::: TEXTO PARA LEITURA :::
4 de mai. de 2020

Saudades das coisas de antigamente


Nesse período de distanciamento, isolamento social, confinamento ou do que quiserem chamar, em determinado momento me vi obrigado a sequer olhar pela janela.

Foi um período tenso. Além dos protocolos que tive que seguir por estar com suspeita de ter contraído Covid-19, logo no início da chegada da doença por essas bandas, ficando em casa obrigatoriamente por duas semanas, a energia do meu filho de 3 anos e a suspeita que minha esposa tinha de que ela também estava infectada me deixaram cansado física e psicologicamente.

Briguei com quem não devia. Mandei quem não merecia ir catar coquinhos (não posso escrever o que realmente disse devido o alcance desse texto, rsrs). Não saber o que realmente se tem por falta de testes é o pior sintoma dessa doença.

Passou o período, pra mim, mais tenebroso antes da minha mãe adoecer após de ter descumprido o isolamento. A neura voltou mas, em alguns dias, passou novamente. 

Voltei a normalidade.

Dentro dessa normalidade me dei conta do quanto anormal estão as coisas lá fora. E digo anormal em tudo. Era superministro pedindo demissão. Ministro da saúde sendo demitido em meio ao caos. Presidente participando de manifestação de pessoas que pedem a volta do regime ditatorial militar e o pior: após denúncias do “herói da lava-jato” contra o presidente, pessoas ainda apoiando o tal mito. 

Realmente, não podia deixar de registrar o quanto eu acho que tudo está estranho lá fora.

E de tanto pensar, me deparei hoje com uma vontade imensa de lembrar de como as coisas de antigamente eram boas (dentro das possibilidades).
Apesar da infância pobre e da adolescência suprimida pela necessidade de trabalhar, eu percebi que havia coisas boas pra se viver.

Mas as saudades eram mais fortes das coisas pequenas.

Saudades de brincar na rua até a madrugada, correndo por vielas, me escondendo em buracos e casas abandonadas. E de brincar nas ruas durante o dia, num bairro que não tinha calçamento e onde podíamos jogar bola descalços, jogar pião, tampinha cross, bolas de fone (de gude), conversar com adultos, com crianças, com animais.
::: BLOCO DE DADOS :::
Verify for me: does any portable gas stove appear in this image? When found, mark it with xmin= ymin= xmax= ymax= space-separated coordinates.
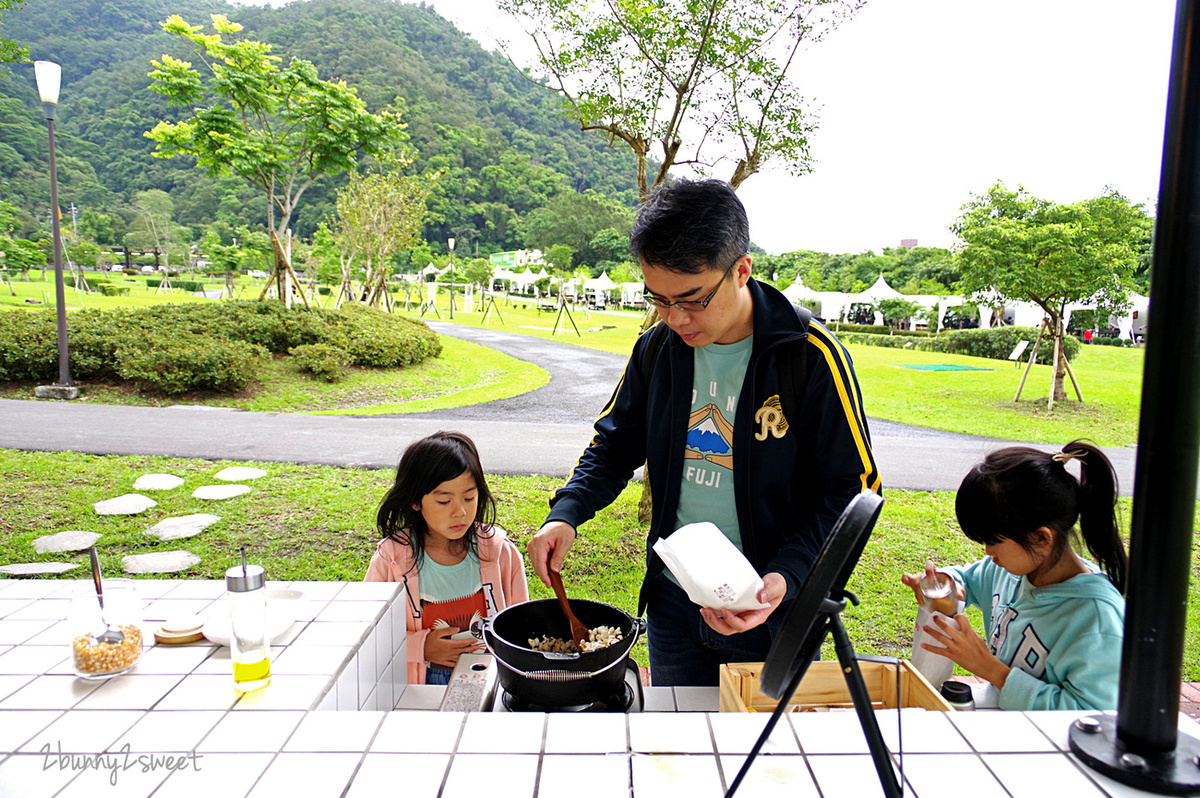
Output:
xmin=492 ymin=658 xmax=646 ymax=713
:::
DESCRIÇÃO DA TAREFA
Dê continuidade ao texto sobre as saudades das coisas de antigamente, partindo da última frase apresentada. Os dados não guardam relação alguma com o texto.

SEÇÃO DE RESPOSTA
Saudades de ter frutas nas árvores nas ruas a nossa disposição. Mangas, jambos, pitombas, siriguelas, bananas, goiabas eram mato.

Saudades de levar bronca da nossa mãe e da mãe dos nossos amigos sem que isso levasse a uma discussão entre elas. Fazia parte da nossa educação. Eramos como uma grande família. E todo mundo respeitava todo mundo. Bem! Quase todo mundo.

Saudade de soltar pipa feita em casa. De pegar o carrinho de rolimã dos amigos. De descer ladeira rolando em pneus de trator.

Saudades de namorar. De ir pra casa das namoradas a pé, de ônibus, de bicicleta, sem vergonha por não chegar de carro na casa delas.

Saudades de jogar bola na quadra da escola. De ser escanteado no time da sua turma e virar o goleiro titular do time da turma dois anos mais nova.

Saudades de trocar o lado da chinela ou consertá-la com prego e usar até realmente não dar mais.

Saudades de ouvir ensinamentos dos mais velhos e acreditar que, por ter bastante idade, eles realmente sabiam de tudo.

Saudades de tomar vinho com amigos. De ser revistado pela PM só por ter cara de e se vestir como pobre (não eram opção) e depois poder contar isso como mais uma experiência vivida por um membro da periferia nos grupos de discussão política.

Mas, do que mais tenho saudades mesmo é de quando eu falava asneira e alguém tentava me convencer do contrário me trazendo fatos academicamente comprovados. Nos dias de hoje, eu trato de fatos academicamente comprovados e tentam me convencer do contrário me trazendo asneiras.